### Exercise directions
Repeat every record word for word and omit the images.

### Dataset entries
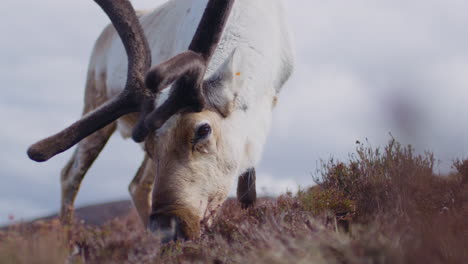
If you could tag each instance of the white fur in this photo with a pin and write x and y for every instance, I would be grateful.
(257, 30)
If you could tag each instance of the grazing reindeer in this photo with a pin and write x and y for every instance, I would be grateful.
(210, 124)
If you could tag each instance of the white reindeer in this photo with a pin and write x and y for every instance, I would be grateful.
(202, 132)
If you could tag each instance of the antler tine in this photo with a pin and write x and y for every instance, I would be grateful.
(187, 69)
(125, 21)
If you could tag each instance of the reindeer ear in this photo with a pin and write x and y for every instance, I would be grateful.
(221, 89)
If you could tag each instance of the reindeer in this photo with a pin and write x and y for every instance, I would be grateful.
(201, 113)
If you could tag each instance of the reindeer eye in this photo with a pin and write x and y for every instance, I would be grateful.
(203, 131)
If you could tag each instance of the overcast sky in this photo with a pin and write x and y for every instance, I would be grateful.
(364, 69)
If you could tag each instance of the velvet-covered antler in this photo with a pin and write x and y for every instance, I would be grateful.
(186, 69)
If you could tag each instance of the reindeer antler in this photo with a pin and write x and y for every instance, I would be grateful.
(187, 68)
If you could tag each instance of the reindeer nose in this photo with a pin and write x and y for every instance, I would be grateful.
(167, 227)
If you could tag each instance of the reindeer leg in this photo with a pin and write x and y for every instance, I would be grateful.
(246, 193)
(141, 189)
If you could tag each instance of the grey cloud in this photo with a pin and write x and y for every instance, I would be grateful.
(364, 69)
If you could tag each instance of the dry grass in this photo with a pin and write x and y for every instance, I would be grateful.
(382, 206)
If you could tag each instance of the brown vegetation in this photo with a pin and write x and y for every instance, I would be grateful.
(382, 206)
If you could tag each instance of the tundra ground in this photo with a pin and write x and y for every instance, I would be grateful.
(381, 206)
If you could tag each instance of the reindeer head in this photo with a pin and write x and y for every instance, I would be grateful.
(194, 161)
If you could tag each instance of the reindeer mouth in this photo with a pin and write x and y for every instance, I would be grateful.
(176, 224)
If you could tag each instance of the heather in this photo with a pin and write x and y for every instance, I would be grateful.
(382, 205)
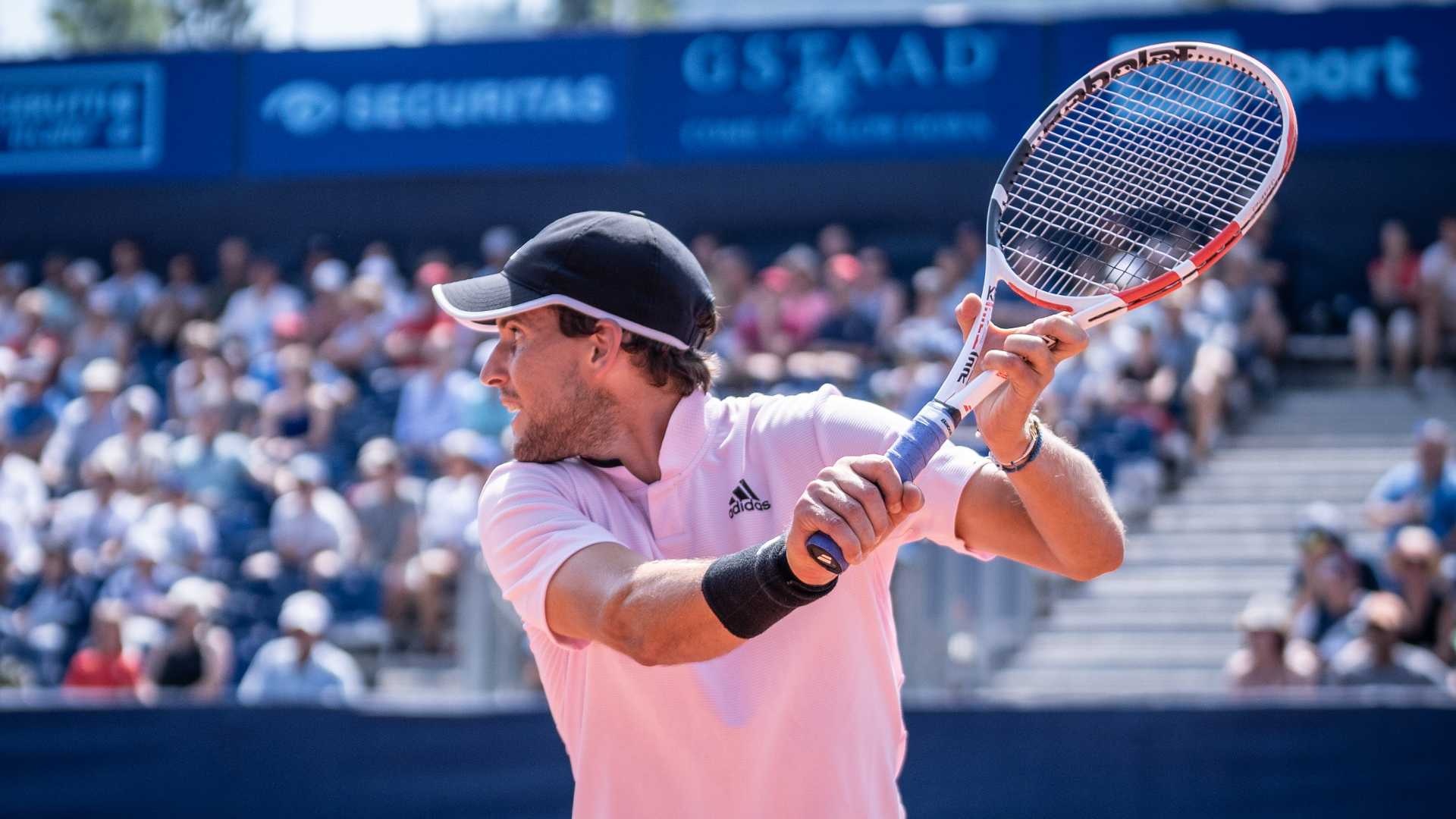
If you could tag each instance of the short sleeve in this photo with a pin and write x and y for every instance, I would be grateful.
(529, 526)
(846, 428)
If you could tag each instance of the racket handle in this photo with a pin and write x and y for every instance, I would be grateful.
(912, 450)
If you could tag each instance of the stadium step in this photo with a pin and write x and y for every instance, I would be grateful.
(1165, 621)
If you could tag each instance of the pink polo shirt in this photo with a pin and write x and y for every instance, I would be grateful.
(802, 720)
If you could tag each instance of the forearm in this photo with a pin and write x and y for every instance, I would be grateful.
(658, 615)
(1068, 506)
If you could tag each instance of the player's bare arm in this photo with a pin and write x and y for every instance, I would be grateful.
(1055, 513)
(655, 611)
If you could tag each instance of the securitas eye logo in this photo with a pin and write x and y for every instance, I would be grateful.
(746, 500)
(303, 107)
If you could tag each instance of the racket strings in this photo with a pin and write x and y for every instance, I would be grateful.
(1138, 177)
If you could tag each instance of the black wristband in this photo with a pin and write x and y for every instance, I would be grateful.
(753, 589)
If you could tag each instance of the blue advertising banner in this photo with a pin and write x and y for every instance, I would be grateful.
(1356, 77)
(881, 93)
(145, 117)
(554, 102)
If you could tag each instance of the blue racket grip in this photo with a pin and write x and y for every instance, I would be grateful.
(912, 450)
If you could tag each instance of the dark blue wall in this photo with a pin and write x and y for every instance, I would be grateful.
(1085, 763)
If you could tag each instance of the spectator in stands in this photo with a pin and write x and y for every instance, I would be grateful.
(1323, 534)
(357, 343)
(105, 667)
(213, 461)
(297, 416)
(83, 425)
(300, 667)
(1438, 297)
(187, 526)
(93, 521)
(433, 398)
(200, 371)
(50, 615)
(1379, 657)
(251, 311)
(1329, 618)
(145, 580)
(1267, 657)
(143, 449)
(234, 257)
(388, 506)
(312, 518)
(877, 295)
(1389, 316)
(444, 529)
(1420, 491)
(22, 490)
(181, 300)
(1414, 566)
(31, 416)
(197, 657)
(131, 286)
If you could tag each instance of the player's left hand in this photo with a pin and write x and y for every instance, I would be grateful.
(1025, 357)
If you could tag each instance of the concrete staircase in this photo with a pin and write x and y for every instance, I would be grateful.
(1164, 623)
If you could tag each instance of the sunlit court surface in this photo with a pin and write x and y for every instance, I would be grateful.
(733, 410)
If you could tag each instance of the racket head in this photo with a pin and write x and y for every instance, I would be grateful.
(1139, 177)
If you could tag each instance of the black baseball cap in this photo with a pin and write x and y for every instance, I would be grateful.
(620, 267)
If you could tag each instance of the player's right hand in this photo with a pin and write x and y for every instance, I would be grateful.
(856, 502)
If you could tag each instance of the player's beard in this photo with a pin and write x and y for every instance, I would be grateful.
(582, 422)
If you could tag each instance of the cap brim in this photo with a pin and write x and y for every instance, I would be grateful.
(478, 303)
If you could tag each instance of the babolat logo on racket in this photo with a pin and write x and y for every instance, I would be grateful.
(1141, 58)
(745, 500)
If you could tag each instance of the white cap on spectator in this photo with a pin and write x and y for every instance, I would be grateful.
(8, 363)
(309, 468)
(102, 375)
(378, 453)
(306, 611)
(1264, 613)
(1323, 516)
(197, 592)
(145, 542)
(143, 401)
(82, 273)
(329, 276)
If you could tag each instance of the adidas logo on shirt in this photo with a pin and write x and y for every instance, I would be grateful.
(745, 500)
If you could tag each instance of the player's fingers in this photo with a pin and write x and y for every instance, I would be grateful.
(913, 502)
(1034, 350)
(967, 311)
(1015, 369)
(870, 499)
(810, 516)
(883, 472)
(1063, 334)
(832, 497)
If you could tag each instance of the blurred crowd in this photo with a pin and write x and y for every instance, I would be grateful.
(256, 474)
(1407, 318)
(1383, 615)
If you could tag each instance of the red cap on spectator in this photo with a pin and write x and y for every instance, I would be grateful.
(843, 267)
(289, 325)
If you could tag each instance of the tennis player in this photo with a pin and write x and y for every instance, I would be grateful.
(698, 662)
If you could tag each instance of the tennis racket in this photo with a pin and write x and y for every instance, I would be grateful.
(1130, 184)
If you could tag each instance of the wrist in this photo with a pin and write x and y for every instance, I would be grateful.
(808, 570)
(1008, 447)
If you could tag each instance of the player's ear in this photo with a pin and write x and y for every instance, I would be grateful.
(606, 344)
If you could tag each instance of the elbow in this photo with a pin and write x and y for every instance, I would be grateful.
(1104, 556)
(628, 632)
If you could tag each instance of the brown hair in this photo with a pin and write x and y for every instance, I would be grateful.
(683, 369)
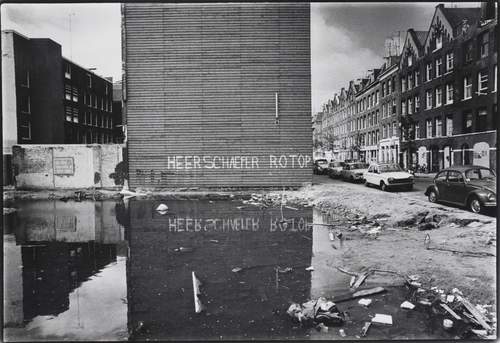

### Finished task
If you could tag each instance of the white fur in this photo with a pin and write x and y for every instance, I would be grateful.
(257, 30)
If you could tag each instance of the grazing reindeer in this photo with a pin and write x and y for every instance, I would be grateful.
(210, 124)
If you could tag each instance of the white reindeer in this photo with a pin and write x and y for every instance, I would be grateful.
(202, 132)
If you could tag each instance of the antler tine in this photo with a pin and write x and y for every instance, I would be grateful.
(187, 69)
(125, 21)
If you could tag each instance of the reindeer ear in this photo with a pin and write x and y for every instance, I would be grateful.
(221, 89)
If you could tag each instance of the reindeer in this photo with a pin and write x and y for every instance, I would be grateful.
(201, 113)
If you could tag each instance of the reindeer eye in this photo with a pin and write x and y for every instance, I would be grateful.
(203, 131)
If you could tag each instance of the overcast sky in this photo with a pin and write x and y for every instance, I would be grateful.
(364, 69)
If you could tag each instance of the velvet-covered antler in this photo with a pin and write x and y for every instance, I would be grateful.
(186, 69)
If you could tag each instance of the reindeer antler in this photo with a pin and write x and y for every instance, I would be grateful.
(187, 68)
If you could tag each instance of the reindeer nose in this photo with a pin and write x and y for every instance, I would be grateful.
(167, 227)
If you could tag each instance of the reindeer leg in this photo with a pin and write x and y for every instance, I would be grateful.
(246, 193)
(141, 189)
If you could tag each instance of the grey cloud in this photo with a pin and write x and y for every instance, I would be grateful.
(364, 69)
If you could tag each instance of the dry grass in this photo with a pin and write x and y for every instance, I would be grateful.
(382, 206)
If you could tag each instance of the brown vegetation in this photo with a pin and write x and y for every instance, I would be grateful.
(382, 206)
If you could tag each instance of the tundra ground in this photo with a pin and write x and y for every instance, I would be grateful.
(381, 206)
If you could tag each instance of the reindeer head in this photo with a pin and write x and y for every instance, I would be grateful.
(194, 161)
If you could tag each instance of the reindeer mouth in this photo with a pin and write x and y for every instance, I would be grateful.
(176, 224)
If you could tag each instance of the heather in this photo with a pin and write x and y for every instance, I would be grateful.
(382, 205)
If you could tag each instance of the short sleeve in this photo with a pin and write x and y for every instance, I would be grateful.
(529, 526)
(846, 428)
If you could tag each instance of the racket handle in this photo with a pin and write x and y for every instance, I would be grateful.
(912, 450)
If you could tag each instance of the stadium step in this photo with a pin and write x and y for every instance, I would be grateful.
(1165, 621)
If you could tag each instance of the pink polo shirt in this photo with a pin and write x and y for every instance, I would be grateful.
(802, 720)
If you could tag each instance of the forearm in this photo with a pin and write x and y for every instance, I would be grateful.
(658, 615)
(1068, 506)
If you could tag each instance of the player's bare arm in this photo with a pin and write x and y for every instance, I would be grateful.
(1055, 513)
(655, 611)
If you could tag each instance of the securitas eye logo in this photo with a pin and write x and y for every instance, I would be grateful.
(746, 500)
(303, 107)
If you could tag each instance of the racket strings in this photo with a pin and write x and y for every instance, I would be grateful.
(1138, 177)
If you could tag each instance of the black wristband in this photo with a pin and write x and y for every instance, I would be grateful.
(753, 589)
If you could tag each instance of the blue advertising banner in this photo with a pin and write x and y for every instance, I would be grateful.
(1356, 77)
(881, 93)
(145, 117)
(554, 102)
If you could tag each instance of the blue racket grip in this photo with a pin and write x and y for every instance, I would be grateful.
(912, 450)
If you could tag each instance of the dark blue wall in this photo with a pin and write x and y for every instance, I would be grateful.
(1085, 763)
If you could tag each instance of the spectator in stands in this photo with a pin and write x and y for every instance, I would be grateful.
(1323, 534)
(357, 343)
(105, 667)
(213, 461)
(297, 416)
(83, 425)
(300, 667)
(1438, 297)
(187, 526)
(93, 521)
(433, 398)
(200, 371)
(50, 615)
(1379, 657)
(251, 311)
(1329, 618)
(145, 580)
(1267, 657)
(143, 449)
(234, 257)
(388, 506)
(312, 518)
(877, 295)
(1389, 316)
(444, 529)
(1420, 491)
(22, 490)
(181, 300)
(1414, 566)
(31, 416)
(197, 657)
(131, 286)
If you could tag each instance of the player's left hand in this photo with a pin and write x and y for every instance, I would be grateful.
(1025, 357)
If you could tag each instance of the concrete staircase in this photo with a pin and write x and y for every instance, I would be grateful.
(1164, 623)
If you could tag each instance of the sunlit court surface in this photo with a pin and write x and y for every instance, I would be grateful.
(733, 410)
If you could tag each instance of the racket head in this photo with a pin and write x and y for every instance, I would be grateful.
(1139, 177)
If you could tag each instance of the black baseball cap in this photo with a pin and write x and y for every instance, I would be grateful.
(620, 267)
If you could tag each instance of the player's right hand in this photo with a pin and write x and y for every instance, I would be grateful.
(856, 502)
If you could tag each instance of the player's beard in this photo with a pin and write x and y for every instance, I would be grateful.
(582, 422)
If you could tag each instance of the cap brim in this photo with a pin and write x and y for every instance, I would be grateful.
(478, 303)
If you could tag each instance of the babolat logo on racket in this photo with a pin and write x and y for every instance, I would be grateful.
(1141, 58)
(745, 500)
If you could tag each instance of the white cap on spectator in this photo with a pin and write x and y for every instance, I would be grateful.
(8, 363)
(309, 468)
(102, 375)
(378, 453)
(306, 611)
(1264, 613)
(1323, 516)
(197, 592)
(145, 542)
(143, 401)
(82, 273)
(329, 276)
If you could tag each instance of the adidas logo on shirt in this photo with a pin and write x and y for every instance, I would be grateful.
(745, 500)
If you could tag each instance of the player's fingers in this photo with a pin and write x and y for every instance, I would be grateful.
(913, 502)
(1034, 350)
(967, 311)
(1015, 369)
(870, 499)
(810, 516)
(883, 472)
(1063, 334)
(832, 497)
If you could tag each instance of the blurred crowd in this photo with a pin and write x and y for every instance, I would be grateful.
(256, 474)
(1407, 318)
(1383, 615)
If you could tag each instance of the red cap on spectator in this photo with a pin and write x and y for every instance, I would be grateful.
(843, 267)
(289, 325)
If you could tag each instance of the tennis player in this photo with a pin and write x and y for every instance, I would be grateful.
(698, 662)
If you could tag each instance of the tennis racket in this photo with a pin and write x and y for every instance, I would be grateful.
(1130, 184)
If you could tag each instance of the wrist in this photo with a pin and write x and y for every instance, I would be grateful.
(808, 570)
(1008, 447)
If you could tag each instance of the player's ear in this photo with a pin and write x and y for every instance, I would be grateful.
(606, 344)
If you could tag each instance of the elbow in this photo with a pin and write x and y for every instance, I would be grateful.
(1104, 556)
(628, 632)
If you could tag each instance of the brown hair in this photo with a pin and write x and y for every instance, I would be grateful.
(683, 369)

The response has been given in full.